**Bacaan yang Diberikan**
------

Agus
Hamonangan Moderator Forum Pembaca Kompas di Periksa Polisi
Kepolisian Daerah Metropolitan Jakarta Raya menunda
pemeriksaan terhadap moderator mailing list (milis) Forum Pembaca Kompas Agus
Hamonangan soal artikel "Hoyak Tabuik Adaro dan Soekanto" karya
jurnalis Narliswandi Piliang. Agus meminta waktu mencari pengacara yang akan
mendampinginya selama pemeriksaan oleh Satuan Cyber Crime Direktorat Reserse
Kriminal Khusus.
Penyidik Polda Metro Jaya semula memanggil Agus Hamonangan
untuk dimintai keterangan. Ia akan diperiksa sebagai saksi kasus pencemaran
nama baik dan penistaan yang dilaporkan oleh politikus Partai Amanat Nasional
Alvin Lie. Alvin menilai Narliswandi mencemarkan namanya dengan menulis artikel
itu. "Saya agak kaget, ini pertama kali moderator milis dipanggil
polisi," ucap Agus
Yayasan Lembaga Bantuan Hukum Indonesia (YLBHI) menilai
materi pemuatan dalam suatu mailing list (milis) forum diskusi tidak dimasukan
ke dalam jalur hukum. Pernyataan itu terkait kasus pemeriksaan moderator milis
Forum Pembaca Kompas (FPK), Agus Hamonangan sebagai saksi perkara pencemaran
nama baik di Markas Kepolisian Daerah Metro Jaya. Yayasan LBH Indonesia (YLBHI) selaku
pendamping hukum Agus Hamonangan menyatakan, penyidik mengajukan 12 pertanyaan
kepada Agus Hamonangan di antaranya adalah prosedur pendaftaran anggota milis,
prosedur posting email, dan tanggung jawab moderator terhadap posting email. Agus
diperiksa sebagi saksi terkait pemuatan tulisan berjudul Hoyak Tabuik Adaro dan
Soekanto, karya Narliswandi Piliang, atau yang dikenal dengan nama Iwan
Piliang. Pelapor kasus tersebut adalah Anggota DPR Fraksi Partai Amanat
Nasional Alvin Lie.

------

**Data yang Tersedia**
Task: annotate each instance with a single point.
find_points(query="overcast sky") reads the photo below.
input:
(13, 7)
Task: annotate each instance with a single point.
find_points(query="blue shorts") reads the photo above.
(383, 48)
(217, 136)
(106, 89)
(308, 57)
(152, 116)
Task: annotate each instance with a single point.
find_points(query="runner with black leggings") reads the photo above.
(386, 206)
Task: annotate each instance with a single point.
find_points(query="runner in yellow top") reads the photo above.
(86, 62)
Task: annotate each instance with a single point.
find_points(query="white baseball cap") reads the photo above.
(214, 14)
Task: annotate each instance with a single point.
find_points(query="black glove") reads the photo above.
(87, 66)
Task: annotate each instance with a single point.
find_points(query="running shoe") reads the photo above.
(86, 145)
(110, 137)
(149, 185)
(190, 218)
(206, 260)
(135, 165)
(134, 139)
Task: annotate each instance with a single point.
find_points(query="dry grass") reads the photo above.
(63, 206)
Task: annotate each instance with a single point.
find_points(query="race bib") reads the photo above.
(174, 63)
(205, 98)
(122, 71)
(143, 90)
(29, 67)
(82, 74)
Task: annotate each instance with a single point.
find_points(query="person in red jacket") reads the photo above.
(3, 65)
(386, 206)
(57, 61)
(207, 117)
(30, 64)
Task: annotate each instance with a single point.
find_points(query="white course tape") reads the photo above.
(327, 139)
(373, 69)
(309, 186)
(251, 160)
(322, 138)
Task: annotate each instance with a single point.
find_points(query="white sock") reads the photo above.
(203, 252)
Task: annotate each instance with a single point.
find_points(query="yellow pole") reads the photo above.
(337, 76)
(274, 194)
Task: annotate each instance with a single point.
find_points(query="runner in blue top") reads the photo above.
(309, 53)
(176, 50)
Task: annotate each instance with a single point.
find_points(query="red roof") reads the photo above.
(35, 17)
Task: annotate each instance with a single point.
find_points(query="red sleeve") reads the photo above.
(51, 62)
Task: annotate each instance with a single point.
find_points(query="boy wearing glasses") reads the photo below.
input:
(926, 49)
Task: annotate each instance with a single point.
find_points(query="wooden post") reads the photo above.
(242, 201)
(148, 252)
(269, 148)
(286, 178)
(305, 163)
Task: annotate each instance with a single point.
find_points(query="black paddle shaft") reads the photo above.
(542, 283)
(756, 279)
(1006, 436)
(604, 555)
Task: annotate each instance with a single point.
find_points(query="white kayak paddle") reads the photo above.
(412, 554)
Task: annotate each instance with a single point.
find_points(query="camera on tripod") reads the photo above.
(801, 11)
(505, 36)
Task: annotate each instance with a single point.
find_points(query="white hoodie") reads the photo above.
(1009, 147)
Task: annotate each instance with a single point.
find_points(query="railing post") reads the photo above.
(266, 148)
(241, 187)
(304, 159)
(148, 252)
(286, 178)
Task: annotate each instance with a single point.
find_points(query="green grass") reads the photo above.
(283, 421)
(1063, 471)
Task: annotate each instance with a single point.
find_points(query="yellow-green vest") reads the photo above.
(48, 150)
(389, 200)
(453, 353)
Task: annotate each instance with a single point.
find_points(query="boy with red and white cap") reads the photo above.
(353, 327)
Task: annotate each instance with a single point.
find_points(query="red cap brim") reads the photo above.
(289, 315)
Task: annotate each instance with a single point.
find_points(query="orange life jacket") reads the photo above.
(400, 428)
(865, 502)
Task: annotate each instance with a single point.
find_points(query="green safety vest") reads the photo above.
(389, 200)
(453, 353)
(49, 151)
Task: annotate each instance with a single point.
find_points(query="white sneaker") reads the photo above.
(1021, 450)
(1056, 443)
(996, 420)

------

**Ketentuan Latihan**
A. Sebutkan jumlah baris yang memuat kata "white", dengan huruf besar dan kecil dibedakan, dan jawab dengan angkanya saja.
B. Tuliskan lanjutan teks tentang pemeriksaan moderator milis Forum Pembaca Kompas, dimulai setelah kalimat terakhirnya.
Teks dan baris-baris data di atas tidak saling berhubungan.

**Jawaban Latihan**
A. 7

B.
Artikel tersebut awalnya ditulis di Tajuk Rakyat dan
tersebar di milis. Dalam artikel itu diceritakan tentang kedatangan Alvin Lie
ke PT Adaro untuk menemui Teddy Rahmat. Alvin Lie mengajukan permintaan uang Rp
6 miliar sebagai kompensasi penggagalan hak angket PT Adaro di DPR. Setelah
terjadi tawar-menawar kemudian disepakati Rp1 miliar untuk Alvin Lie. Apabila Alvin Lie berkeberatan terhadap
tulisan yang dimuat maka tindakan selanjutnya yang harus dilakukan adalah
menjadi anggota milis atau menghubungi moderator untuk memuat jawaban darinya,
kata Direktur Publikasi dan pendidikan publik YLBHI, Agustinus Edy Kristianto
dalam keterangan resminya, (Kamis 4/9/2008).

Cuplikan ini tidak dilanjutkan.